WHAT IS REQUIRED
All lines from the one containing "Query: roof gable" down to the final line of the entries below: return them exactly.

Records contained in a dataset
Content starts

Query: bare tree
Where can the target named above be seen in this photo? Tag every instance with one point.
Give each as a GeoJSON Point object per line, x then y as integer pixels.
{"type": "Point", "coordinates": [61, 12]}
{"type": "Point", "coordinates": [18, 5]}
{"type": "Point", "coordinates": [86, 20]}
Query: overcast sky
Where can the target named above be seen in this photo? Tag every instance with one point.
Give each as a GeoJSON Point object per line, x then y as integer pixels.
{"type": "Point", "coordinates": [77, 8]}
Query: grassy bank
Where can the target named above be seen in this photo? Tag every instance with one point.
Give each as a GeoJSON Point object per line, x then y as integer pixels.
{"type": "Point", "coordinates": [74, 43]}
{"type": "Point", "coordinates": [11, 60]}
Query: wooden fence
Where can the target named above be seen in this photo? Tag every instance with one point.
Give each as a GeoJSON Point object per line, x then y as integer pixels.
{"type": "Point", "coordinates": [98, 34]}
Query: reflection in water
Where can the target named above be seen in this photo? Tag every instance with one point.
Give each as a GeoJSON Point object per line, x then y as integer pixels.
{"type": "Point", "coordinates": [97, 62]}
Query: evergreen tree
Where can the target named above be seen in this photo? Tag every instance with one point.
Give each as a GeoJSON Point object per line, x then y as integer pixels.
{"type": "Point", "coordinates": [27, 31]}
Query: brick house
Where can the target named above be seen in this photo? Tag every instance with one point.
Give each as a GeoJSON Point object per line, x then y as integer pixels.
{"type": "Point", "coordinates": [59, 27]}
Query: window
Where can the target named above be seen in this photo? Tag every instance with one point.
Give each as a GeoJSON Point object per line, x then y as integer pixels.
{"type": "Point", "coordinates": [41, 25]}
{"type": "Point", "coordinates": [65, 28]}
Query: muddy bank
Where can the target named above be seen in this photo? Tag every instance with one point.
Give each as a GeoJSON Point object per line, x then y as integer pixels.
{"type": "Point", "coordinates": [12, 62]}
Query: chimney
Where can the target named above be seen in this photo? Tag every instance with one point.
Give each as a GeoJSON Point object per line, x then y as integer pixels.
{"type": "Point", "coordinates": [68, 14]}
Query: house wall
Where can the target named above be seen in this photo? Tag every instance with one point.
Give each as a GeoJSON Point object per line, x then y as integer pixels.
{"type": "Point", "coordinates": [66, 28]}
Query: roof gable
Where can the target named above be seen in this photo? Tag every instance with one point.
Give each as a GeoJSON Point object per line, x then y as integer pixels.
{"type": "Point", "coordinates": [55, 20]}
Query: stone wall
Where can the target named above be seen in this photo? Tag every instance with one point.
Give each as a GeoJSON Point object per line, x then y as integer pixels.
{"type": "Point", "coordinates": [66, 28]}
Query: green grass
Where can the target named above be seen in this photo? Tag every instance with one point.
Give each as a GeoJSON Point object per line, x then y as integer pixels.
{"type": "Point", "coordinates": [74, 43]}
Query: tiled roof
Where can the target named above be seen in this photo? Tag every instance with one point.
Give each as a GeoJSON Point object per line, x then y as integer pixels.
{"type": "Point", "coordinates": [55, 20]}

Content ends

ANSWER FOR THE TASK
Query: roof gable
Where can the target named above be seen in this photo? Tag every instance with one point.
Give each as a GeoJSON Point object per line, x then y as integer pixels.
{"type": "Point", "coordinates": [55, 20]}
Query: stone wall
Where can the target named above be seen in this photo? Tag every instance with one point.
Give each as a GeoJSON Point object per line, x then y as integer pixels.
{"type": "Point", "coordinates": [66, 28]}
Query: green grass
Where can the target named above be seen in this photo? Tag every instance with one point.
Give each as a GeoJSON Point object per line, x then y as integer pixels.
{"type": "Point", "coordinates": [74, 43]}
Query: tiled roof
Where can the target named above be seen in this photo? Tag every instance with one point.
Give each as a GeoJSON Point object per line, x then y as integer pixels.
{"type": "Point", "coordinates": [55, 20]}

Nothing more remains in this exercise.